▶ [The data]
=== Section Start ===
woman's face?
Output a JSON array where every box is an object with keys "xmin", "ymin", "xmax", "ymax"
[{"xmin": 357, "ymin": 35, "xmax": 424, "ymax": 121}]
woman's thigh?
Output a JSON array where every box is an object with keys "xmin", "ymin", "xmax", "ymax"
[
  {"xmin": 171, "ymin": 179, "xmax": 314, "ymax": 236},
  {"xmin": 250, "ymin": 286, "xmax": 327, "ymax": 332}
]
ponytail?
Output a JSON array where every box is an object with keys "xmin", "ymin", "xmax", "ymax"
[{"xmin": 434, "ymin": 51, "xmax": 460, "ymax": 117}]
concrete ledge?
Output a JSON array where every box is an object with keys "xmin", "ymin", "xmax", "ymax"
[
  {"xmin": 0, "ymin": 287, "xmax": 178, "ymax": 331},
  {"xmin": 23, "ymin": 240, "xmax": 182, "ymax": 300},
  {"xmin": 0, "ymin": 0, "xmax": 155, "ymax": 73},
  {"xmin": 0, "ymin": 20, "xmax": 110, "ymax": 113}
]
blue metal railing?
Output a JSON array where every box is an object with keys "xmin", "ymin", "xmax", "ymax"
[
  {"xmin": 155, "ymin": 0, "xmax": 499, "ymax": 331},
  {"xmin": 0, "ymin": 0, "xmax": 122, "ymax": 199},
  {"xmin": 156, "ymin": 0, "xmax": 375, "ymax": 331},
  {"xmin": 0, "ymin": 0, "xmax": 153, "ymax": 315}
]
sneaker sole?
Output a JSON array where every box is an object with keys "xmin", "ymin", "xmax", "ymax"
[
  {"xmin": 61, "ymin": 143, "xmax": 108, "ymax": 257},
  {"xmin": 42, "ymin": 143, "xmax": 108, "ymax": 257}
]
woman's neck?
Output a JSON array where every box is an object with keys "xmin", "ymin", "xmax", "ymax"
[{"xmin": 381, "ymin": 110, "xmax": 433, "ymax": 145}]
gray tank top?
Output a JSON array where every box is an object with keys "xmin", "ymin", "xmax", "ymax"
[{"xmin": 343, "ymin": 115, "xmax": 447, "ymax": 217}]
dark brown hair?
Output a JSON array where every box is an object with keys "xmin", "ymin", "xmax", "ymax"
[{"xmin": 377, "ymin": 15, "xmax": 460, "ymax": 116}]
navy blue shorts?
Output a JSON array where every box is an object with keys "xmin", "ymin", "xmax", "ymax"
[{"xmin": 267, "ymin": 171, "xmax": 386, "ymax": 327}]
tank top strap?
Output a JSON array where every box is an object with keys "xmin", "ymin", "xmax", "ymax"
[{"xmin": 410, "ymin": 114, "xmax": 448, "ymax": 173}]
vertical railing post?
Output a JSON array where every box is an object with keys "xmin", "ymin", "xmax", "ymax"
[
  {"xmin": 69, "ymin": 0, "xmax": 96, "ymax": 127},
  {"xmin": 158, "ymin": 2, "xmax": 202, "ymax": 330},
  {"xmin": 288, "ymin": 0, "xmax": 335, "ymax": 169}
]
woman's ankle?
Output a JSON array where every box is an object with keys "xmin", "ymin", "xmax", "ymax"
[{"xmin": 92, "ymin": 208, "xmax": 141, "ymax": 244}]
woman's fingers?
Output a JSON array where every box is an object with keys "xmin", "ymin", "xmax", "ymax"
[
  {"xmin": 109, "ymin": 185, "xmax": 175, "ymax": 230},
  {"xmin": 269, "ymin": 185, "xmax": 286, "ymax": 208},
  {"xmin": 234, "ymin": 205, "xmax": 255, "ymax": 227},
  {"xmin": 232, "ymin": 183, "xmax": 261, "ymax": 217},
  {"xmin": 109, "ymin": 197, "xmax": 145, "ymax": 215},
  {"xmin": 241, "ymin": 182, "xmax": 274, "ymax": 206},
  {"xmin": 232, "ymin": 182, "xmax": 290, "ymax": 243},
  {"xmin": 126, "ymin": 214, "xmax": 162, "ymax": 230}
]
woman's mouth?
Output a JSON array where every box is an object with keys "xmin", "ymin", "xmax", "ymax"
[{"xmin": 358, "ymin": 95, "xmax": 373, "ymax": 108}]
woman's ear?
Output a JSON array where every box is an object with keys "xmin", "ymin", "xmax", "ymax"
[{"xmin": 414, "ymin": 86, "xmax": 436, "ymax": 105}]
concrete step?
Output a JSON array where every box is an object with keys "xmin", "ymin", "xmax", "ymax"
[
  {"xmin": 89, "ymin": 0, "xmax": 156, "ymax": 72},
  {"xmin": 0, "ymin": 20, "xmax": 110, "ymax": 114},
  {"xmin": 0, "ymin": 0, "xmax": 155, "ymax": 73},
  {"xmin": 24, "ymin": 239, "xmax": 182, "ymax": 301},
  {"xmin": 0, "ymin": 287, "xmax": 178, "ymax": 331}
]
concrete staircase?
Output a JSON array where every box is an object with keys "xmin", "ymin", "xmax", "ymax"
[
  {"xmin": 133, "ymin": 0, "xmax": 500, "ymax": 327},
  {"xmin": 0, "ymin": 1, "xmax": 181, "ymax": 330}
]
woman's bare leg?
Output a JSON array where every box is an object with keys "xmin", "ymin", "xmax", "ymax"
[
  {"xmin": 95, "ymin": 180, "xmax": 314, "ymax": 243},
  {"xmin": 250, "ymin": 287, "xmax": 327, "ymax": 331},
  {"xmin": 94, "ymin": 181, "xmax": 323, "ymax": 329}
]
=== Section End ===
Pull every line containing the word "railing" out of the entries above.

blue metal railing?
vertical railing post?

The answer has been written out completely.